• [SET PROBLEM]:
Return exactly the lines from the "Guideline: put one point on each instance of the glass" line through the last line of the entries below. Include no pictures.

Point labeling examples:
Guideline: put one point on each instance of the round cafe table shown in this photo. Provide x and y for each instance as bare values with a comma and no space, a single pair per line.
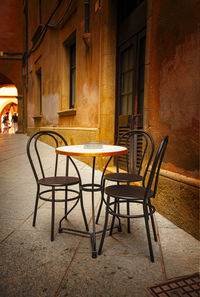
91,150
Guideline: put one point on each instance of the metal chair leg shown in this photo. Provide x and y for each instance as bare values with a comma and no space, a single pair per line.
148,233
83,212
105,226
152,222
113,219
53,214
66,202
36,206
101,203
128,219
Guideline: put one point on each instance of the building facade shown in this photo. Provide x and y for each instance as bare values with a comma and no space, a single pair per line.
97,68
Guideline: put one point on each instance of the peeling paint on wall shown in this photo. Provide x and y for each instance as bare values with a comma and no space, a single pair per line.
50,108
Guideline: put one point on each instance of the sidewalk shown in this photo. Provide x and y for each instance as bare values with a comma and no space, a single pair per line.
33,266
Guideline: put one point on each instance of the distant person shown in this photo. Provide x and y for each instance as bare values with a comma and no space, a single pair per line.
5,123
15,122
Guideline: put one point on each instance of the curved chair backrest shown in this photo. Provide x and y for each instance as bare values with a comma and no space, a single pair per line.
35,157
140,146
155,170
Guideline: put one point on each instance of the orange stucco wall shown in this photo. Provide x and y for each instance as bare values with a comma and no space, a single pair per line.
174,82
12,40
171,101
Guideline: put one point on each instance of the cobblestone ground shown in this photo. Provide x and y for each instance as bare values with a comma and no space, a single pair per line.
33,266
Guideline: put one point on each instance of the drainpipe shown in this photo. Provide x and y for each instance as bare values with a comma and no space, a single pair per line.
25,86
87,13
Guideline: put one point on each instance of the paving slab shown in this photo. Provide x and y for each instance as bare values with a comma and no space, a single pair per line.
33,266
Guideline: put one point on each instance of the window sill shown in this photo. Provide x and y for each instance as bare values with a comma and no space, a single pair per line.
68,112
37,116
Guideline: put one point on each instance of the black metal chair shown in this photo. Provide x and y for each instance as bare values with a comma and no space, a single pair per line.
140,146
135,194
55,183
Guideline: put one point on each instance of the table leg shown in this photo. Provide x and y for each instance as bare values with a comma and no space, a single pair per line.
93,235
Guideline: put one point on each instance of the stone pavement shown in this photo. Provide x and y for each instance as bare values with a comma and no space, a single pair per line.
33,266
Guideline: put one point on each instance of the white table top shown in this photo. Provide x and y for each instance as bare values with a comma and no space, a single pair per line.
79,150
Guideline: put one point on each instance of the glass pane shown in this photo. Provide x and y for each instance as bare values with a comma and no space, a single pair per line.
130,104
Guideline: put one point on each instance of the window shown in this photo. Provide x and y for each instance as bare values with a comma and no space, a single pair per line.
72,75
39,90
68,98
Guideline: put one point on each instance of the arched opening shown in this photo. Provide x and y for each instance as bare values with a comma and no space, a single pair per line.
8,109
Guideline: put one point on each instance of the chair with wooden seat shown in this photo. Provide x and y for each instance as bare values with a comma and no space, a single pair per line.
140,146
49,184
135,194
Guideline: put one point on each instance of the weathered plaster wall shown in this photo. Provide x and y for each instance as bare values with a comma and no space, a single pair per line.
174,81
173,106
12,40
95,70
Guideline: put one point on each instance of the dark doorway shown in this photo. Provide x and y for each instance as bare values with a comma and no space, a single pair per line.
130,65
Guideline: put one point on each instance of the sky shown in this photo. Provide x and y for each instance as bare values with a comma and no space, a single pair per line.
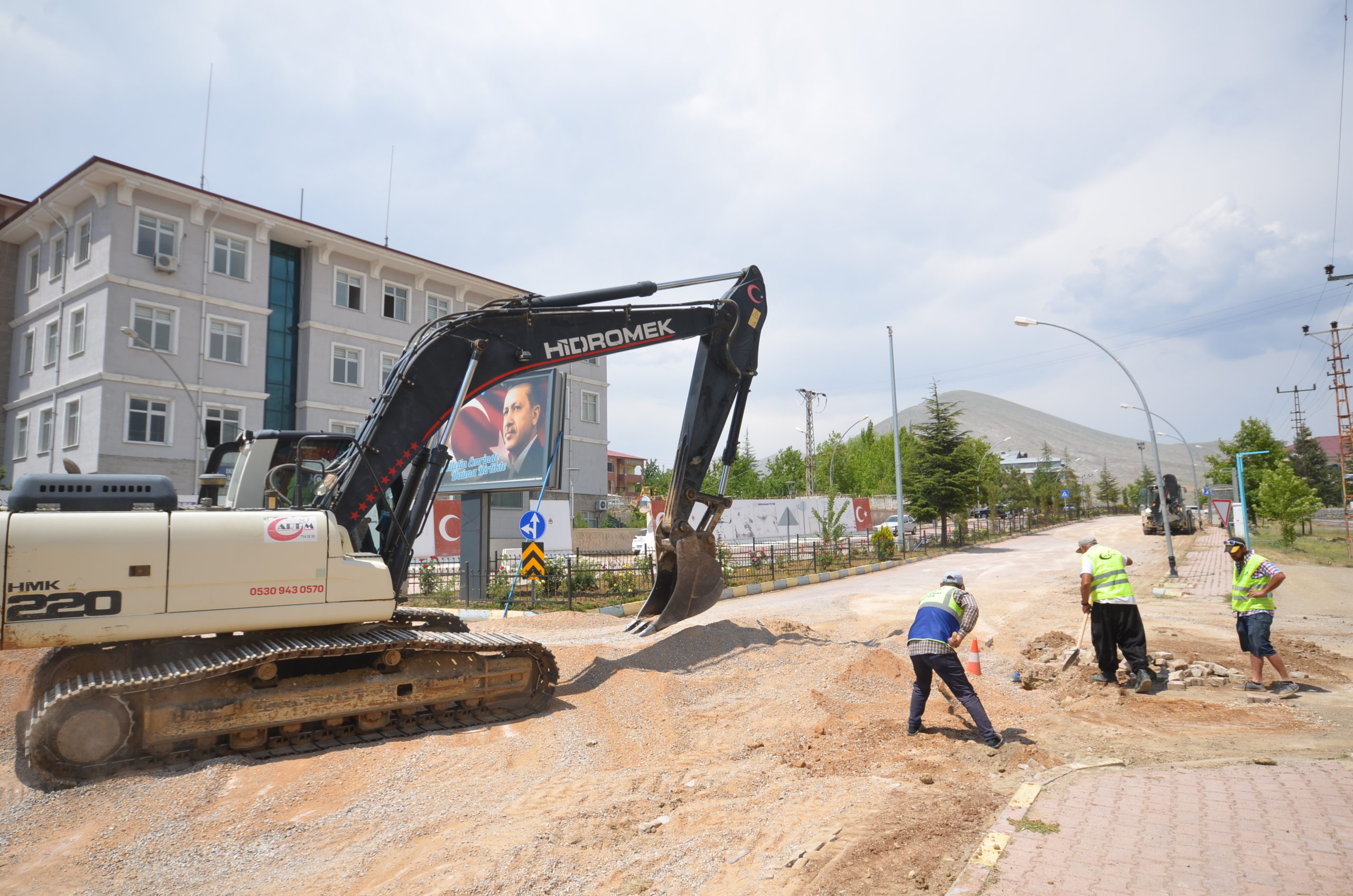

• [RESPONSE]:
Guideline: put one point on each instance of the glass pane shown in this photo. Provide x and y for each instance as bare values with a comma and no space, a single pair per line.
130,104
Guideline: put one point on each instance of the window shown in this photo. Provide x and y for each instance as bare values with a comma and no space, a single pair per line.
72,75
39,90
68,98
Guideline: put one point on each instance of the arched opening shown in this photo. Provide x and y for each instance as bare values with a comma and no space, a single pair per line.
8,109
Guideline: put one point on each instance of the chair with wooden seat shown in this photo. Provide x and y for each instance as bare values with a comma and no space, a single pair per line.
140,146
49,184
135,194
Guideline: put one point on each instance of the weathered plaster wall shown in this photo. Provide x and y for each instance as bare values with a comma and no space, a single pair per line.
174,81
173,106
12,40
95,70
Guideline: put one point on each instance of the dark doorway shown in this photo. Provide x and y for each instance as bare values with a comma and no space, a single pair per line.
130,65
Guideline: put one point on each instance of the sky shown in this photo. Provide x and y for each instance as bare values with a comma and no space, a single pair per line.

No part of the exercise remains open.